--- begin DATASET EXCERPTS ---

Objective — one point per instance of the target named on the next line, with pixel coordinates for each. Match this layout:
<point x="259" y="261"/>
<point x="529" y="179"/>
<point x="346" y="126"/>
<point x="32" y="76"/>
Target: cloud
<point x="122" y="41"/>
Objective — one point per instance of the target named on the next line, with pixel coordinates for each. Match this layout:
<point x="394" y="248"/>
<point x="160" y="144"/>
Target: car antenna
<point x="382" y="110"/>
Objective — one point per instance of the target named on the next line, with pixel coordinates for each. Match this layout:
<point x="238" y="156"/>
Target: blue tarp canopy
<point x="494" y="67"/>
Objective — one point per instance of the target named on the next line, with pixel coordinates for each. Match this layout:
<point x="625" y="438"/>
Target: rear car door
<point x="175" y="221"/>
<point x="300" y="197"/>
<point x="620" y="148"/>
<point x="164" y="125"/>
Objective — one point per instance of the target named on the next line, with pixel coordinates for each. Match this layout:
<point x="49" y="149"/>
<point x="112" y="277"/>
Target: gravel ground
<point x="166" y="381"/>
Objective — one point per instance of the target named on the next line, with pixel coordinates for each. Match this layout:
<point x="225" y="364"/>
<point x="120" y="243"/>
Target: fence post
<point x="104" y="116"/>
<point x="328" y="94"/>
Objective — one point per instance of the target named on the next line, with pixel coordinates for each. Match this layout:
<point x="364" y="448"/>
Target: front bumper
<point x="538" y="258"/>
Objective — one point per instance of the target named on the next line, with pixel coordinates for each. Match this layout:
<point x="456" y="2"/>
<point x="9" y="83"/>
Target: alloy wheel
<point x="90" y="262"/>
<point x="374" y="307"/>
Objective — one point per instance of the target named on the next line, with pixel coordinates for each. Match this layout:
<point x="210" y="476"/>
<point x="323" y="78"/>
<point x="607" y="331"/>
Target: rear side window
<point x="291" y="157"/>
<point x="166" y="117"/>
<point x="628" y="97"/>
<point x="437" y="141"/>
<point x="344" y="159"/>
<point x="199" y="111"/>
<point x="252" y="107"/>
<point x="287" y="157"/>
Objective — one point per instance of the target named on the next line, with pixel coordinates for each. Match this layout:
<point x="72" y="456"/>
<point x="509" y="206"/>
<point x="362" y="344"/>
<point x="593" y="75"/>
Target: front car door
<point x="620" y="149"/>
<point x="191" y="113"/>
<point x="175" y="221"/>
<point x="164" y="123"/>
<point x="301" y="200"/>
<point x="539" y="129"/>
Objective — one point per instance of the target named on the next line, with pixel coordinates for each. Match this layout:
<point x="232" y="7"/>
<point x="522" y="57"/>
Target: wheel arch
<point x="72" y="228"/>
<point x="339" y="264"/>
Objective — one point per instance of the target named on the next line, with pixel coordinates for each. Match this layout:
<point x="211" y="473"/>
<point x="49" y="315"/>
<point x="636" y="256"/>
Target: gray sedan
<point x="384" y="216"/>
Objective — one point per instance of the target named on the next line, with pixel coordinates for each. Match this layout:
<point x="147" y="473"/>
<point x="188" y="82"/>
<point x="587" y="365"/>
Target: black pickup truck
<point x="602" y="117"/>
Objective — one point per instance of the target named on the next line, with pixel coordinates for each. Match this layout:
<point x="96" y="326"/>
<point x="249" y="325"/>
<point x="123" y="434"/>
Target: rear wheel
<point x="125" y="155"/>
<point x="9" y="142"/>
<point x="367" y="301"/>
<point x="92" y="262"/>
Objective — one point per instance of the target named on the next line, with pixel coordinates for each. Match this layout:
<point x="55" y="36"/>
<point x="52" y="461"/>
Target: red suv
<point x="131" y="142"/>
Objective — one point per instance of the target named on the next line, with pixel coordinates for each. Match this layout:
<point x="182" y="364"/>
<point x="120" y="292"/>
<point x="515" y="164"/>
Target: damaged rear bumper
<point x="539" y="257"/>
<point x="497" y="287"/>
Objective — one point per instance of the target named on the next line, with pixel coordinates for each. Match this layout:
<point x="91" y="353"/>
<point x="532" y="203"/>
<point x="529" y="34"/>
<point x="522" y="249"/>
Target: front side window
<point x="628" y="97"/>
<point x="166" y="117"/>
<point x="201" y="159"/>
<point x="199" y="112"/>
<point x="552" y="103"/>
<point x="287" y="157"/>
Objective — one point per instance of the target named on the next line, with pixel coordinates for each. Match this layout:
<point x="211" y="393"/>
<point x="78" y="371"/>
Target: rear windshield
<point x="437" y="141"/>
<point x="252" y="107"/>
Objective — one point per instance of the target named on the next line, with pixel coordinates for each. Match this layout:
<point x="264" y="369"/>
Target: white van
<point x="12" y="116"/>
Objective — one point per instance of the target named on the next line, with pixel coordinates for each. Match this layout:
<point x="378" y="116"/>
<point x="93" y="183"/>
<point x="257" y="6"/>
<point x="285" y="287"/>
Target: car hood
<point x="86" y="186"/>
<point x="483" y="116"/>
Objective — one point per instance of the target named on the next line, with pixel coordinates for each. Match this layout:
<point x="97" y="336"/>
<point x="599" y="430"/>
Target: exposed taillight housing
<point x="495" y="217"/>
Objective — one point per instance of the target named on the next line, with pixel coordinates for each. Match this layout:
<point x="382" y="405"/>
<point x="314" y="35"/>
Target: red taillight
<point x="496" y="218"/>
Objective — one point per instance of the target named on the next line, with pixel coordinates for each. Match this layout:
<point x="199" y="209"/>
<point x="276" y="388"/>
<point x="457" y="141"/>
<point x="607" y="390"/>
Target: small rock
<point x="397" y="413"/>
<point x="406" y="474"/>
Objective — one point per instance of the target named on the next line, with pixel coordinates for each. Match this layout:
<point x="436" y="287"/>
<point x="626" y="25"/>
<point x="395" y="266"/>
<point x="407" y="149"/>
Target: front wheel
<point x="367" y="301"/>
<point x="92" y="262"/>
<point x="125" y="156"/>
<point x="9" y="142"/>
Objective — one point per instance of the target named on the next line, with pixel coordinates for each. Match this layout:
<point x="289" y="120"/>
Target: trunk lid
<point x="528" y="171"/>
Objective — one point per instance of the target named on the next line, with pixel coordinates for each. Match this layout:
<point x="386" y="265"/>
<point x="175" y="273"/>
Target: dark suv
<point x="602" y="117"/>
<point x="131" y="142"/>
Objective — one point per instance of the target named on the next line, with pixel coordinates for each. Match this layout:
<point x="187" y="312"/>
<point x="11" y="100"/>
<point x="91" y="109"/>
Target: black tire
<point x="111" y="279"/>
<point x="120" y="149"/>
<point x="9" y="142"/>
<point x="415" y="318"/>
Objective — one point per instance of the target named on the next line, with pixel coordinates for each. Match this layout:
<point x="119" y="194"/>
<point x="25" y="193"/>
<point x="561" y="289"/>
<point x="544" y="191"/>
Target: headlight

--- end DATASET EXCERPTS ---

**GOAL:**
Return every line of the data above that contains the string "side". Case counts, so a line matches only when its capitalization is the same.

**COMPLETE OUTPUT:**
Target: rear side window
Target: front side window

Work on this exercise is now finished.